# ‘I Condemn!’: A Discursive Analysis of Moral Condemnations in the Political Realm

**Authors:** Jonas Tellefsen Hejlesen

PMC · DOI: 10.1007/s12124-025-09905-8 · 2025-03-31

## TL;DR

The paper analyzes how moral condemnations in politics can be used to avoid taking action by shifting responsibility.

## Contribution

It introduces a new perspective on moral condemnation as a tool for regulating action and displacing responsibility.

## Key findings

- Moral condemnations can construct moral responsibility and guilt in political discourse.
- They may serve as a substitute for action when actors are unwilling or unable to intervene.
- Condemnations can create a socially acceptable excuse for inaction.

**Direction 1**
Pull out every line of the listing that contains the string "rink", treating uppercase and lowercase letters as different.
The paper summary and the listing have nothing to do with each other.

**Supplied entries**
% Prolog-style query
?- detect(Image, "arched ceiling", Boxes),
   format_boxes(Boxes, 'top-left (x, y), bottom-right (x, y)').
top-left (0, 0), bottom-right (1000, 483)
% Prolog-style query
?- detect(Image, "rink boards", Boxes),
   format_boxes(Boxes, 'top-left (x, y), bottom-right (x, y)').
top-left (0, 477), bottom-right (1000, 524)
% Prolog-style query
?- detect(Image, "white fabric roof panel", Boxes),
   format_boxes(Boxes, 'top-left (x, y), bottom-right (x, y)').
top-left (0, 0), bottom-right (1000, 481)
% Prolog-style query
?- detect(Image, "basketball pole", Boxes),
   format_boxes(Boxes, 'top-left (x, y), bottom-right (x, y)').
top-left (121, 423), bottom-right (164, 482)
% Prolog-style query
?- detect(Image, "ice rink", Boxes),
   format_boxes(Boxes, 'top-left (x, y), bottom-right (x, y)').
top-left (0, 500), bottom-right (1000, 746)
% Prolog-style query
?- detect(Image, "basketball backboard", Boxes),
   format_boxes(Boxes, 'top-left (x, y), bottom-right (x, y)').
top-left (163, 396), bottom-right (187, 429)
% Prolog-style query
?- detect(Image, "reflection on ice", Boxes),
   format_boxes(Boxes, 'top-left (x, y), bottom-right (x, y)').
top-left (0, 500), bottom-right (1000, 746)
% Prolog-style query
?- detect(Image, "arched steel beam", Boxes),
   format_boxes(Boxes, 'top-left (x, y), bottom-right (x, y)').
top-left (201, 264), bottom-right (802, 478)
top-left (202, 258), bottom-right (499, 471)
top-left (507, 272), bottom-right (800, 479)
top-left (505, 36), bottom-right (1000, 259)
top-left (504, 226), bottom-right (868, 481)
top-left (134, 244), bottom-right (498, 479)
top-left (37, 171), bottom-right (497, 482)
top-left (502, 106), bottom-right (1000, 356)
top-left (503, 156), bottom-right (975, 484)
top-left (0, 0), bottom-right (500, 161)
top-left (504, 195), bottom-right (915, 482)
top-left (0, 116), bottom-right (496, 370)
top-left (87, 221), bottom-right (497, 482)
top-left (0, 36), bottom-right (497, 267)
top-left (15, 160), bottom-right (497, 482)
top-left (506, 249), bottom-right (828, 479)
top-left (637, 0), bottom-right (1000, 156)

**Direction 2**
Extend the summary of the paper on moral condemnation in politics, picking up after its last line.

**Task response 1**
?- detect(Image, "rink boards", Boxes),
?- detect(Image, "ice rink", Boxes),

**Task response 2**
## Abstract

In this paper, I present a crude, provisional theory of moral condemnation based on a discursive analysis of an interaction between two prominent political figures – on the social media platform X (formerly known as Twitter) – in the aftermath of the Iranian missile strike on Israel on 1 October 2024. Based on the analysis, I argue that moral condemnations may serve as a tool for regulating action, and I provide a game-based analogy which may help encapsule two central aspects of moral condemnation: the construction of moral responsibility and a relationship of guilt (setting the board); and the (attempt to) regulate action (playing the game). Finally, I propose that we may also use moral condemnations as a substitute for action – especially in instances where the actor is either unable or unwilling to intervene. By morally condemning we may create a socially and/or personally legitimate excuse for inaction through a displacement of the responsibility to act – thus, ultimately allowing oneself to not do anything by not doing nothing.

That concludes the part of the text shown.